• **Direction 1**:
Answer from the investment entity passage:
(a) How must an entity meeting the IFRS 10 definition of an investment entity measure its subsidiaries that do not provide investment services to the Group?
(b) On which stock exchange is the Company listed?
(c) Whose valuation guidelines does the Company follow when determining the fair value of unlisted investments?
• **Direction 2**:
Reproduce the investment entity passage word for word, starting with "The Company provides" and going on through "of external shareholders.".

[start Source passage]

Entities that meet the definition of an investment entity within IFRS 10 are required to measure their subsidiaries, other than those that provide investment services to the Group, at fair value through profit or loss rather than consolidate them. The criteria which define an investment entity are, as follows:

 

• An entity that obtains funds from one or more investors for the purpose of providing those investors with investment services;

 

• An entity that commits to its investors that its business purpose is to invest funds solely for returns from capital appreciation, investment income or both;

 

• An entity that measures and evaluates the performance of substantially all of its investments on a fair value basis.

 

The Company meets the criteria as follows:

 

The Company provides investment management services and has a number of investors who pool their funds to gain access to these services and investment opportunities that they might not have had access to individually. The Company, being listed on the London Stock Exchange, obtains funding from a diverse group of external shareholders.

 

The Company's objective is consistent with that of an investment entity. The Company has clearly defined exit strategies for each of its investment classes; these strategies are again consistent with an investment entity.

 

The Partnership measures and evaluates the performance of substantially all of its investments on a fair value basis. The fair value method is used to represent the Company's performance in its communication to the market, including investor presentations. In addition, the Company reports fair value information internally to Directors, who use fair value as a significant measurement attribute to evaluate the performance of its investments and to make investment decisions for mature investments.

 

In determining the fair value of unlisted investments the Company follows the principles of The International Private Equity and Venture Capital Association ("IPEVCA") Valuation Guidelines. The Valuation Guidelines have been prepared with the goal that Fair Value measurements derived when using these Valuation Guidelines are compliant with IFRS. The Group has determined that the fair value of the Partnership is its net asset value.

[end Source passage]
[start Listing]

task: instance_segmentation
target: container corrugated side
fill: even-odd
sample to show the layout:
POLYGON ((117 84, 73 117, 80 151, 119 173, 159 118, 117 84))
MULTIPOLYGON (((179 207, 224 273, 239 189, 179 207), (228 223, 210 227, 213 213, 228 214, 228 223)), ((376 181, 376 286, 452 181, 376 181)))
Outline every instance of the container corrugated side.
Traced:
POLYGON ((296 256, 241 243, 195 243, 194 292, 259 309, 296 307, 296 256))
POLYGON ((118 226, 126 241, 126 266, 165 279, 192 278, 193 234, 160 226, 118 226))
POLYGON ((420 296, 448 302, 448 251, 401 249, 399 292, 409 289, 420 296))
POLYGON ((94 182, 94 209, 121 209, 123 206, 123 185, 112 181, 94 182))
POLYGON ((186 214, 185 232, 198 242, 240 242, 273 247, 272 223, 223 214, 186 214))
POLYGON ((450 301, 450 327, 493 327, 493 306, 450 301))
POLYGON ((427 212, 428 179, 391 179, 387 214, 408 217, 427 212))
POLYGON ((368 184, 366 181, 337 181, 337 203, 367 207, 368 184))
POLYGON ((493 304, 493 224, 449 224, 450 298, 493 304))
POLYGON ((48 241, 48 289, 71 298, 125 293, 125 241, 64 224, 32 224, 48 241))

[end Listing]
[start Listing]

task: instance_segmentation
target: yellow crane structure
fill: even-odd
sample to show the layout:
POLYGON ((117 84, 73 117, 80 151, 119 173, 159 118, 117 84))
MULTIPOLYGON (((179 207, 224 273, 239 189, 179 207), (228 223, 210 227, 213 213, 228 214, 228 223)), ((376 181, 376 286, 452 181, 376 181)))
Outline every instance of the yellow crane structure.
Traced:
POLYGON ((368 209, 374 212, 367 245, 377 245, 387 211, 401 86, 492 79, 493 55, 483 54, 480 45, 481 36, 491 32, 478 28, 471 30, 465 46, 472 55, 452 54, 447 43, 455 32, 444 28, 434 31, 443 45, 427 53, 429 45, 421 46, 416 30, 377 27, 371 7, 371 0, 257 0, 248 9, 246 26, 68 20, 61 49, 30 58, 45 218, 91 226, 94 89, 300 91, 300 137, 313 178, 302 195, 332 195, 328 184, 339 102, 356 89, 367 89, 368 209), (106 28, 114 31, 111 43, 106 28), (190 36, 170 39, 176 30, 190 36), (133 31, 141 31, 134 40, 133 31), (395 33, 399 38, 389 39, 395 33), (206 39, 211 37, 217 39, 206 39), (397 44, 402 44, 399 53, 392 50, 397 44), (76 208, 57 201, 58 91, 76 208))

[end Listing]

• **Result 1**:
(a) At fair value through profit or loss, rather than consolidating them.
(b) The London Stock Exchange.
(c) The International Private Equity and Venture Capital Association ("IPEVCA").

• **Result 2**:
The Company provides investment management services and has a number of investors who pool their funds to gain access to these services and investment opportunities that they might not have had access to individually. The Company, being listed on the London Stock Exchange, obtains funding from a diverse group of external shareholders.